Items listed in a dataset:
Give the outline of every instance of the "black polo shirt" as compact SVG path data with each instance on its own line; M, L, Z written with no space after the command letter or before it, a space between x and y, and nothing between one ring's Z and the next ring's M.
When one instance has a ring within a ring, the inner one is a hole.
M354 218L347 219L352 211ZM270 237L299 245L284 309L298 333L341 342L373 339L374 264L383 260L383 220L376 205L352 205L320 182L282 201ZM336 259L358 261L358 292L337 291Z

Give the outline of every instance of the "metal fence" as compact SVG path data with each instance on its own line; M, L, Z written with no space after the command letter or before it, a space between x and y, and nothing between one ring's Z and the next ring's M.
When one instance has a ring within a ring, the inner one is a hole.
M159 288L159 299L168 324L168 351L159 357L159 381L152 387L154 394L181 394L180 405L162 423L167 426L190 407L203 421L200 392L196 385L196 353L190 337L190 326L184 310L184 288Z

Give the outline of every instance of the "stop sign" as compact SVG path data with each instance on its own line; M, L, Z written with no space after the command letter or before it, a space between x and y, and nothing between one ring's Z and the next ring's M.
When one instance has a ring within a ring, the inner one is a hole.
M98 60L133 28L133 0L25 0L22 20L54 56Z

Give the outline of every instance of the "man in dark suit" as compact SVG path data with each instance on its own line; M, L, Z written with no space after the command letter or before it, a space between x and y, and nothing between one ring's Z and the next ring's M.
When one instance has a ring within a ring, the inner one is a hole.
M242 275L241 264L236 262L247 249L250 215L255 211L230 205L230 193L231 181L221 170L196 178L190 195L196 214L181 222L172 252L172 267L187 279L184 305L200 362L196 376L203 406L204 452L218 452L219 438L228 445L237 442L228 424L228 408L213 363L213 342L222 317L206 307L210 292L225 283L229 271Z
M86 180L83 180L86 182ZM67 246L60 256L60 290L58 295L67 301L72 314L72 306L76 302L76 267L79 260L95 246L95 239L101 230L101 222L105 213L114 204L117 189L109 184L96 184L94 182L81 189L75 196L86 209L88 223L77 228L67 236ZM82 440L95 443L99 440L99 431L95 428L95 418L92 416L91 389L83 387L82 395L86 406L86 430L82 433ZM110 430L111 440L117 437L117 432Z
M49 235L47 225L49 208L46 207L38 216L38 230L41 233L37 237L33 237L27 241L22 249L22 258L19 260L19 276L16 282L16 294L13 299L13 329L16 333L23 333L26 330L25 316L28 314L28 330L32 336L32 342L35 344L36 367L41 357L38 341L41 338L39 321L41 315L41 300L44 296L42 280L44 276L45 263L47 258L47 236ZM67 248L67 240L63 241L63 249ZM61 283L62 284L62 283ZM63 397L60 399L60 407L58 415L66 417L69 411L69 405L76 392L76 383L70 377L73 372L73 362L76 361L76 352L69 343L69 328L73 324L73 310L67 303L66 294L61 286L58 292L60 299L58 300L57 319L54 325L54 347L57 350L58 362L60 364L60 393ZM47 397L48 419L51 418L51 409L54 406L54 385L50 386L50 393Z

Exercise: Rewrite all of the lines above, replacing "metal fence" with "iron railing" and leaving everything else unchanged.

Expected answer:
Give the outline of every instance of the "black polo shirt" as compact SVG path data with each instance on its own line; M, L, Z written with no space after the command letter or before it, a space between x and y, and nothing between one ring's Z and the next ring's M.
When one instance has a ring within a ring, the inner one is a hole.
M354 218L347 219L352 211ZM270 237L299 245L284 309L298 333L341 342L373 339L374 264L383 260L383 220L376 205L352 205L320 182L282 201ZM336 259L358 261L358 292L337 291Z

Give the outline of every instance of the "iron railing" as compact SVG path data with each instance on its own line; M, L, Z written with no space after the command letter or before it, a space between x and y, and nothing between one ring's Z and the next ring's M.
When one instance has a ring within a ring, the inner one is a hole.
M159 288L159 299L168 324L168 351L159 357L159 381L152 387L154 394L181 394L180 405L162 423L167 426L190 407L203 421L200 392L196 385L196 353L190 337L190 326L184 310L184 288Z

Give the outline of every instance of the "stop sign" as compact SVG path data with each instance on its own line; M, L, Z written with no space after the command letter or before it, a space between x and y, and nothing between one ring's Z and the next ring's M.
When one instance has a ring within a ring, the inner one is a hole.
M98 60L133 28L133 0L25 0L22 20L54 56Z

Give the outline of every instance of the "man in dark suit" as compact SVG path data with each instance on its own line; M, L, Z written with no space after the command letter or before it, a space between x and y, and nothing between one ring's Z and the next ring's M.
When one instance has a ring within a ring, the inner one is a hole.
M242 275L241 264L236 262L247 249L250 215L255 211L230 205L230 193L231 181L221 170L196 178L190 195L196 214L181 222L172 252L172 267L187 279L184 305L200 362L196 376L203 406L204 452L218 452L219 438L228 445L237 442L228 424L228 408L213 363L213 342L222 317L206 307L210 292L225 283L229 271Z
M86 180L83 180L86 182ZM67 246L60 256L60 290L58 295L67 301L72 314L72 306L76 302L76 267L79 260L95 246L95 239L101 230L101 222L105 213L114 204L117 189L109 184L96 184L94 182L81 189L75 196L86 209L88 223L77 228L67 236ZM82 440L95 443L99 440L99 431L95 428L95 418L92 416L91 389L83 387L82 395L86 406L86 430L82 433ZM110 430L111 440L117 437L117 432Z
M49 235L47 225L49 208L46 207L38 216L38 230L41 233L37 237L33 237L27 241L22 249L22 258L19 260L19 276L16 282L16 294L13 299L13 329L16 333L23 333L26 330L25 316L28 314L28 330L32 336L32 342L35 344L36 367L41 357L38 341L41 338L39 321L41 315L41 300L44 296L42 280L44 276L45 263L47 258L47 236ZM67 248L67 240L63 241L63 249ZM61 283L62 284L62 283ZM63 397L60 399L60 407L58 415L66 417L69 411L69 405L76 392L76 383L70 377L73 372L73 362L76 361L76 352L69 343L69 328L73 324L73 310L67 303L66 294L61 286L58 292L60 299L58 300L57 319L54 325L54 347L57 350L58 362L60 364L60 393ZM47 397L48 419L51 418L51 409L54 406L54 385L50 386L50 393Z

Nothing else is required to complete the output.